Six months into working for herself, she was hired full-time by one of her freelance clients, an education startup based in Massachusetts. Neither the tiny company nor Pateriya, who lives in Glover Park and works remotely, would’ve been willing to commit to a permanent, salaried position before they each had the chance to try working together.
But skeptics wonder how common stories like this are.
Katie Vlietstra, vice president of the National Association for the Self-Employed, doubts that a vast number of people “were unhappy with their typical corporate nine-to-five jobs and felt, with the exchange, that they could jump into self-employment. Because I think the path to self-employment is very different.”
Giving up a reliable paycheck to work for oneself requires a risk-taking personality and a willingness (and ability) to tolerate the lean years. “It’s also incredibly cumbersome to start a business,” Vlietstra notes, throwing a jab at D.C.’s much-derided Department of Consumer and Regulatory Affairs.

WHAT TO DO:
A – In the self-employment passage, where is the education startup that hired Pateriya full-time based?
B – From the self-employment passage, quote the text that begins at the words "Six months into" and stops after "try working together.".
The lines that come next are separate material and are not part of the self-employment passage.

SOURCE MATERIAL:
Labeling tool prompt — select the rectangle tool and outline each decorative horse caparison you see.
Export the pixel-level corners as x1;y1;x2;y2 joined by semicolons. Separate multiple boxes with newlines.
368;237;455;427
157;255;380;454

SOLUTION LIST:
A – Massachusetts

B –
Six months into working for herself, she was hired full-time by one of her freelance clients, an education startup based in Massachusetts. Neither the tiny company nor Pateriya, who lives in Glover Park and works remotely, would’ve been willing to commit to a permanent, salaried position before they each had the chance to try working together.